[Consigne]
Dans le texte cité sur l'information des consommateurs, relevez tous les adjectifs qui qualifient les messages que l'approche d'Agriculture et Agroalimentaire Canada doit aider à présenter.

[Texte cité]
Je n'ai pas nécessairement toutes les réponses à ce problème, mais je crois que l'approche que les représentants d'Agriculture et Agroalimentaire Canada ont dit avoir l'intention d'utiliser, c'est-à-dire les consultations afin d'identifier certains des mécanismes qui permettraient de fournir aux consommateurs les renseignements voulus, contribuera grandement à nous aider à présenter des messages cohérents, homogènes et simples.

Mme Groote: Je voudrais ajouter quelque chose à cela. J'ai mentionné que le public ne constitue pas une masse uniforme et qu'il est très difficile d'essayer de faire passer des messages aux différents segments de la population. Il faut comprendre de qui il s'agit. Il faut comprendre qu'il y a des gens que ces renseignements n'intéressent aucunement et qui n'en veulent pas. Essayez-vous de leur donner ces renseignements ou dites-vous que puisque ce groupe n'en veut pas vraiment, il faut se concentrer sur les gens qui en veulent? Il y a 27 millions de Canadiens; comment s'adresser à tous?

C'est un défi auquel nous commençons tous à nous attaquer maintenant. Je pense que nous avons en effet tous commencé à le faire depuis septembre dernier, probablement, lorsque nous nous sommes rendu compte que ces produits commençaient à être créés.

Pour en revenir aux sondages, les gens sont vraiment embrouillés. Ils ne savent que croire et qui croire, dans bien des cas, parce qu'ils reçoivent constamment des messages confus. Les scientifiques sont souvent en désaccord sur diverses questions. Si nous pouvons en croire ces sondages, je pense que le public commence de plus en plus à chercher des renseignements sur ce genre de produits. Les gens veulent seulement pouvoir se faire leur propre idée maintenant. Ils commencent à ne plus vouloir qu'on leur dise quoi faire, ils veulent plutôt prendre leurs propres décisions.

Enregistrements du jeu de données d'annotation par points
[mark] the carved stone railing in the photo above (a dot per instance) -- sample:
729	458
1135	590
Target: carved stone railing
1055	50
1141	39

[Réponse attendue]
cohérents, homogènes, simples